**AIM:** Reproduce the material below verbatim, from the line containing "Isolate the wood door frame in this frame." through the line containing "18,680,640,964", both of those lines included.

+++ DATA TO USE

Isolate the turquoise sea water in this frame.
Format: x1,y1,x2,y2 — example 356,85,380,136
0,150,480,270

++++++
+++ DATA TO USE

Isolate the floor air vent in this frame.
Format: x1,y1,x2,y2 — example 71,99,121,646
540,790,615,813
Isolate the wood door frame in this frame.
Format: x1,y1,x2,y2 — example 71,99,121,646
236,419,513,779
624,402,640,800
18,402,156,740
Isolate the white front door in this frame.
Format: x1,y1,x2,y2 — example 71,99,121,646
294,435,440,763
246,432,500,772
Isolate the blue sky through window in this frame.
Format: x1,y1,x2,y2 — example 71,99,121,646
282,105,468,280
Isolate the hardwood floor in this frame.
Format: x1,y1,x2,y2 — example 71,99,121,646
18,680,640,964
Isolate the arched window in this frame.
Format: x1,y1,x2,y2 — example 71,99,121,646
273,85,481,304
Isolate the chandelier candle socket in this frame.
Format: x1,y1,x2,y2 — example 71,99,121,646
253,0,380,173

++++++

**RESULT OF THE EXERCISE:**
Isolate the wood door frame in this frame.
Format: x1,y1,x2,y2 — example 71,99,121,646
236,419,513,779
624,402,640,800
18,402,156,740
Isolate the white front door in this frame.
Format: x1,y1,x2,y2 — example 71,99,121,646
294,435,440,763
246,432,500,772
Isolate the blue sky through window in this frame.
Format: x1,y1,x2,y2 — example 71,99,121,646
282,105,468,280
Isolate the hardwood floor in this frame.
Format: x1,y1,x2,y2 — example 71,99,121,646
18,680,640,964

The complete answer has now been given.